The problem >> Reproduce each of the rows below word for word, leaving out the pictures.

Given entries >>
◇ ◇ ◇ ◇
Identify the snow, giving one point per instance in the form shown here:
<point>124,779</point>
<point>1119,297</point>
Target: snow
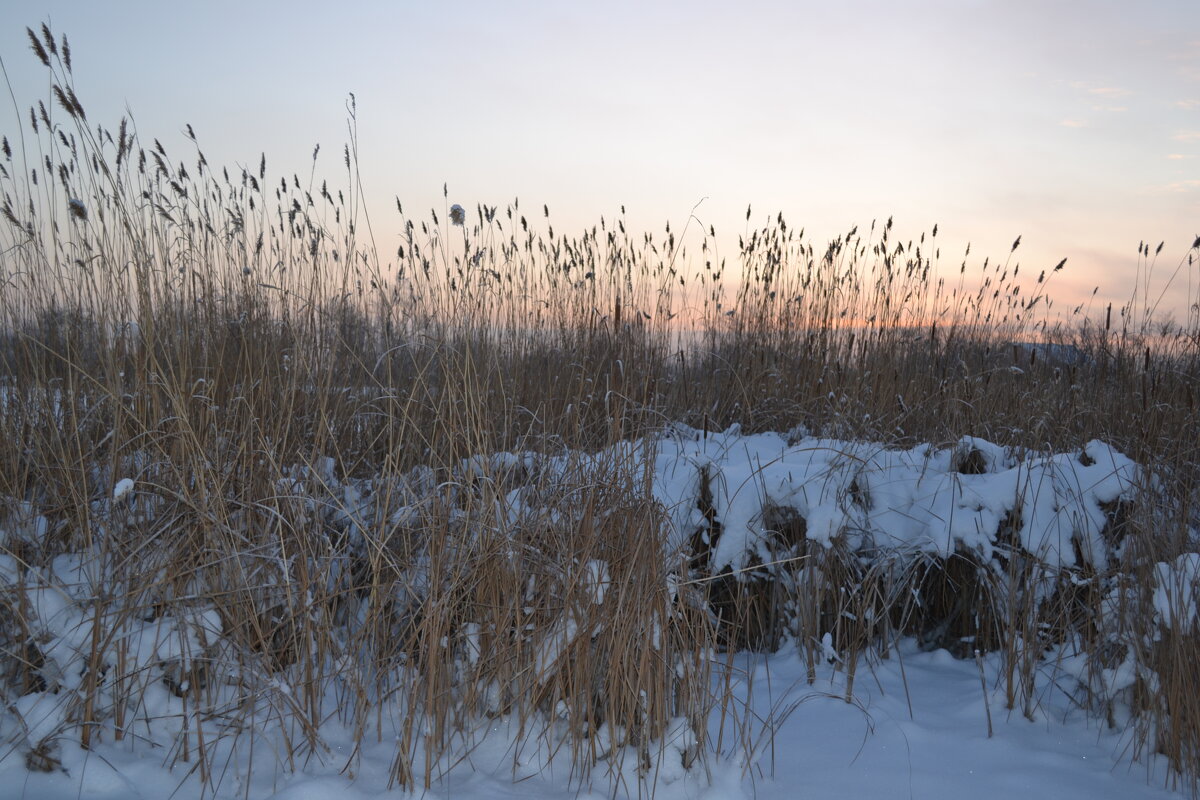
<point>805,740</point>
<point>123,487</point>
<point>915,725</point>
◇ ◇ ◇ ◇
Right answer >>
Identify the snow, giving one point per instance in the form shown here:
<point>124,779</point>
<point>1119,297</point>
Target: snow
<point>805,740</point>
<point>123,487</point>
<point>915,725</point>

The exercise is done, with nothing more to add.